◆ Task: Produce as output only the lines below starting at the line with "box: [207, 262, 257, 331]" and continuing through the line with "326L142 321L114 318L110", each one exactly as written.

◆ Records shown:
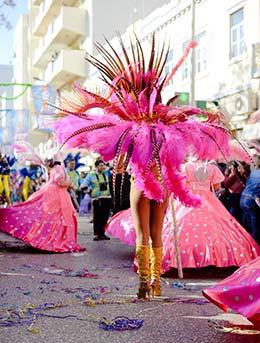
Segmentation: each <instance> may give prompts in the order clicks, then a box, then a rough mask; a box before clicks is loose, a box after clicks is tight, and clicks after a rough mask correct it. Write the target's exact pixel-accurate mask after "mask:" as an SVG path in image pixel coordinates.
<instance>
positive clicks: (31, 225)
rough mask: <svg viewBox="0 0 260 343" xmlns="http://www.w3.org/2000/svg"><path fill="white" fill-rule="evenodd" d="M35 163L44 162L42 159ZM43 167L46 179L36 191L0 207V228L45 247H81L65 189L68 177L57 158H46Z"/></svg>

--

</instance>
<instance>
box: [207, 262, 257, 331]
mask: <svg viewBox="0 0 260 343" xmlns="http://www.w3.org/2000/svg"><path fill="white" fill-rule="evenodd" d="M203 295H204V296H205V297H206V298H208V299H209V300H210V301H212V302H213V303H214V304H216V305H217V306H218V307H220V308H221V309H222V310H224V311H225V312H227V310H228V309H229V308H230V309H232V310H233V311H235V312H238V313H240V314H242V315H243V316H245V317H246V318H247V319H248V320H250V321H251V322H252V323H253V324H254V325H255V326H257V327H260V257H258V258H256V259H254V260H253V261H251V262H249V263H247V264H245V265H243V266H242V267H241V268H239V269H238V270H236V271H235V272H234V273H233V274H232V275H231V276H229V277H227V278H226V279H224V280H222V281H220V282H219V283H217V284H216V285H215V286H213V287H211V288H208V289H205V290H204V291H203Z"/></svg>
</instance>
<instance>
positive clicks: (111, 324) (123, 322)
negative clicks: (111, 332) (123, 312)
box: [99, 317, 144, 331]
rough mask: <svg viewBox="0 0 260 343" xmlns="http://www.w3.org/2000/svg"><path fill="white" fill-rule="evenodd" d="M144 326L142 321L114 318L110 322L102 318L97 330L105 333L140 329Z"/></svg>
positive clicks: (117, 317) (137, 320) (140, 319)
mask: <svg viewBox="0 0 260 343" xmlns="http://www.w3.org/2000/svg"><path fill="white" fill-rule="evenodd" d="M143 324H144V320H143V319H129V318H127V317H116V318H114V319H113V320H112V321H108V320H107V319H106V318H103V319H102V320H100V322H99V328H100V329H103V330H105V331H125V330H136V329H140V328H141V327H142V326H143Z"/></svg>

◆ Written response:
box: [207, 262, 257, 331]
mask: <svg viewBox="0 0 260 343" xmlns="http://www.w3.org/2000/svg"><path fill="white" fill-rule="evenodd" d="M203 295H204V296H205V297H206V298H208V299H209V300H210V301H212V302H213V303H214V304H216V305H217V306H218V307H220V308H221V309H222V310H224V311H225V312H227V310H228V309H229V308H230V309H232V310H233V311H235V312H238V313H240V314H242V315H243V316H245V317H246V318H247V319H248V320H250V321H251V322H252V323H253V324H254V325H255V326H257V327H260V257H258V258H256V259H254V260H253V261H251V262H249V263H247V264H245V265H243V266H242V267H241V268H239V269H238V270H236V271H235V272H234V273H233V274H232V275H231V276H229V277H227V278H226V279H224V280H222V281H220V282H219V283H217V284H216V285H215V286H213V287H211V288H208V289H205V290H204V291H203Z"/></svg>
</instance>
<instance>
positive clicks: (111, 324) (123, 322)
negative clicks: (111, 332) (123, 312)
box: [99, 317, 144, 331]
rough mask: <svg viewBox="0 0 260 343" xmlns="http://www.w3.org/2000/svg"><path fill="white" fill-rule="evenodd" d="M144 326L142 321L114 318L110 322L102 318L97 330L105 333L140 329Z"/></svg>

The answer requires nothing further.